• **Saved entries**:

----

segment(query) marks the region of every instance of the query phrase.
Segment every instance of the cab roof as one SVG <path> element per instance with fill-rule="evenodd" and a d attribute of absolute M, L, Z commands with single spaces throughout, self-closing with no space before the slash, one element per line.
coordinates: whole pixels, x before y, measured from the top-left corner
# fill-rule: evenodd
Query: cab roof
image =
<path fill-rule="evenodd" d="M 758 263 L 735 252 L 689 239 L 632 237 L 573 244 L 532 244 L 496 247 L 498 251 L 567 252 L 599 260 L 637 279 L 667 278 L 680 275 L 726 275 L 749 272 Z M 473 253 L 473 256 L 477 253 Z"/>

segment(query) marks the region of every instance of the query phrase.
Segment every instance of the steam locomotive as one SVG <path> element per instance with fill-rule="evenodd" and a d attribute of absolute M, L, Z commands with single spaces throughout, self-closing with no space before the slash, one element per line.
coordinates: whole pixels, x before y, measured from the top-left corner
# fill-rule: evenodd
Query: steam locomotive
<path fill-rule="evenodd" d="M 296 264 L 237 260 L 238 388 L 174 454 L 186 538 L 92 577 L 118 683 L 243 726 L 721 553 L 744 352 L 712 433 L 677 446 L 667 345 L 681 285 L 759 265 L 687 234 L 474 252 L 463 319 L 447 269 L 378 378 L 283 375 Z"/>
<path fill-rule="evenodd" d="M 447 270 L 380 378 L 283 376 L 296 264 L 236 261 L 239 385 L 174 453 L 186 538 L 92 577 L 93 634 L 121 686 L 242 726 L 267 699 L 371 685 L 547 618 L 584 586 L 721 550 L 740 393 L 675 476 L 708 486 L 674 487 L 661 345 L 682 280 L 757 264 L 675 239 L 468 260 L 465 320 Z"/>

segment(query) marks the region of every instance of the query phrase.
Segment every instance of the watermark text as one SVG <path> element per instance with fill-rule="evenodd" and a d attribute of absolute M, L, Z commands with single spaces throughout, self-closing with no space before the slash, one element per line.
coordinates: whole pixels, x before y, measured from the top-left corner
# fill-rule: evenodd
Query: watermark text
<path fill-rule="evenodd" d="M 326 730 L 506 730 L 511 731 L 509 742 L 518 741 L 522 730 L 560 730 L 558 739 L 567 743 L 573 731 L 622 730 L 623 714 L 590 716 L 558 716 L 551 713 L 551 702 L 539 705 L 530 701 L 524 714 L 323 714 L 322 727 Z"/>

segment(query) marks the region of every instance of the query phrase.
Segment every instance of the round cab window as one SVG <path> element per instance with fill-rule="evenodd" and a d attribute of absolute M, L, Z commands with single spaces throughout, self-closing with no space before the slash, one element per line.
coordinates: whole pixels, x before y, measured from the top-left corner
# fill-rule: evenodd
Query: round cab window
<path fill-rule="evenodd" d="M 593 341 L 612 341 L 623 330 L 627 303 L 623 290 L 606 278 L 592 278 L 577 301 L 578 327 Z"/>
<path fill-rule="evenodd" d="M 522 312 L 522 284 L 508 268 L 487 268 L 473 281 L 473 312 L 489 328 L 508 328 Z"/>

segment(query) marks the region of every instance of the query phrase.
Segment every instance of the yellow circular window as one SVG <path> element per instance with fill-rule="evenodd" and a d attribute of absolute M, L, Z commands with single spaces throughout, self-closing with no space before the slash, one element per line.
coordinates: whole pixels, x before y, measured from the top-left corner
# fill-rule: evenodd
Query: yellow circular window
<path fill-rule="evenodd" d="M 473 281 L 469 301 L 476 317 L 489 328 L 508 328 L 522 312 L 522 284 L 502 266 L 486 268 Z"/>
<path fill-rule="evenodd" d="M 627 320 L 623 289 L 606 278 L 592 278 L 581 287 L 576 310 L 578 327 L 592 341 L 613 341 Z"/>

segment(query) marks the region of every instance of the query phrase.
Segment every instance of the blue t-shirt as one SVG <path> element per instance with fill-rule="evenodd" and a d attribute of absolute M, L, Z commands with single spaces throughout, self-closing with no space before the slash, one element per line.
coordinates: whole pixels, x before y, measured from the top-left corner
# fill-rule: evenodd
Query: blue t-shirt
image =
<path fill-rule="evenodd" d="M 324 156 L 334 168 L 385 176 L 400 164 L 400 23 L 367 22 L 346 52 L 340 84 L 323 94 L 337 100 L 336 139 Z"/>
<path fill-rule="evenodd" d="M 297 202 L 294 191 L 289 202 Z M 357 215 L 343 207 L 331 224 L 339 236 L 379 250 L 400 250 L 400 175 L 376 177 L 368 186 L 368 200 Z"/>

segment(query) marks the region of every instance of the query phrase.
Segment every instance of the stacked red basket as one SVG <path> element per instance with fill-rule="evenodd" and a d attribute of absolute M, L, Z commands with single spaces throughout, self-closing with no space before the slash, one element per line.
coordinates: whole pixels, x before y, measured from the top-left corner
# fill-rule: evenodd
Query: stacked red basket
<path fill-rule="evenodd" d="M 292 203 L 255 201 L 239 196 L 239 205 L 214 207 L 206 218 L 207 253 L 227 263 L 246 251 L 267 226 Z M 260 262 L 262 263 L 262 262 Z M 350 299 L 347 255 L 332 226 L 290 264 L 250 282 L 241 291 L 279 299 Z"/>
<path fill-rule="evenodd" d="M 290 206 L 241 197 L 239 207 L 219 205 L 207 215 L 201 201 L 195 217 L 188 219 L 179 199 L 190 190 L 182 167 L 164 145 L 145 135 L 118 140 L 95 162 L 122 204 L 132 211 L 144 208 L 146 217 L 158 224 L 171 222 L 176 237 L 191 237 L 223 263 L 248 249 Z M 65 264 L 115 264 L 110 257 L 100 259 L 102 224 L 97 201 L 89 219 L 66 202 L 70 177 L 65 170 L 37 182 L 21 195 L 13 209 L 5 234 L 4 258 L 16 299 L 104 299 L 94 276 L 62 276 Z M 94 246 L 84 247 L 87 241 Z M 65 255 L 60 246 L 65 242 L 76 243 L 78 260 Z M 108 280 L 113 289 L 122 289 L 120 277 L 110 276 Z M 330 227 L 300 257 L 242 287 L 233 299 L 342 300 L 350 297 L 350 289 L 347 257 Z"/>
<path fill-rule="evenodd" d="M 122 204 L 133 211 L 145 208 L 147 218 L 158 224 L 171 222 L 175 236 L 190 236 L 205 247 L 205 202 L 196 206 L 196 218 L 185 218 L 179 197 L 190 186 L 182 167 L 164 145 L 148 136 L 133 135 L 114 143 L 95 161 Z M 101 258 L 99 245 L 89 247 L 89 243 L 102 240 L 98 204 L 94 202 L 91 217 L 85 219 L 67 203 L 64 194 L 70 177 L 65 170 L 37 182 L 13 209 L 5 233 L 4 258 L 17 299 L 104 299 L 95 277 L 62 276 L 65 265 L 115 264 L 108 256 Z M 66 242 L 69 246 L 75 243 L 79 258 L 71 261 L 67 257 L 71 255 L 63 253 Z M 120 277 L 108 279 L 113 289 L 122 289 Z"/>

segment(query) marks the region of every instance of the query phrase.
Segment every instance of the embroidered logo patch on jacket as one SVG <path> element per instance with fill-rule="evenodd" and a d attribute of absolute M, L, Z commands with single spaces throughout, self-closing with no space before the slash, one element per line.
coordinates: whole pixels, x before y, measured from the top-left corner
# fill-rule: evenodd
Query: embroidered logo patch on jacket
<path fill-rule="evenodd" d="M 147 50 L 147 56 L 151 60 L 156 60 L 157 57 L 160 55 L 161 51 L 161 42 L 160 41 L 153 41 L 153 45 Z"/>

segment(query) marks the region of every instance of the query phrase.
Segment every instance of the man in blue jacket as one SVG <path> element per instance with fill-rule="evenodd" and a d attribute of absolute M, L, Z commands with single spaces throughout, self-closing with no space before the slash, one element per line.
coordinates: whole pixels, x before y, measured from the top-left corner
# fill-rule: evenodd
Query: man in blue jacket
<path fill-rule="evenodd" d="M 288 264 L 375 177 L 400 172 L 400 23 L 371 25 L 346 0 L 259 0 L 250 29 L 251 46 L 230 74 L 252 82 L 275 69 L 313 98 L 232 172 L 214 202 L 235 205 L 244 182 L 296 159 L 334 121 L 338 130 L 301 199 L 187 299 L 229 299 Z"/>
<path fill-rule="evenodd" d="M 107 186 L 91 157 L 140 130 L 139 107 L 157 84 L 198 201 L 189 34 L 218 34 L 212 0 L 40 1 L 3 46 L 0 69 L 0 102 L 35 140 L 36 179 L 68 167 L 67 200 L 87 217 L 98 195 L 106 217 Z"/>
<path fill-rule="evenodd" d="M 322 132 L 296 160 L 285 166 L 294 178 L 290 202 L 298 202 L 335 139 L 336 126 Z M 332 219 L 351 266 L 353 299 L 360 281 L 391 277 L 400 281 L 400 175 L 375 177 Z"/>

----

• **What needs to be done**:
Beginning at the first line above, repeat exactly until the line containing "Query: cab roof", which is included.

• **Written reply**:
segment(query) marks the region of every instance of the query phrase.
Segment every instance of the cab roof as one SVG <path> element per instance with fill-rule="evenodd" and a d attribute of absolute M, L, Z commands with single spaces throughout, self-closing with no space before the slash, one element per line.
coordinates: whole pixels, x before y, measured from the top-left corner
# fill-rule: evenodd
Query: cab roof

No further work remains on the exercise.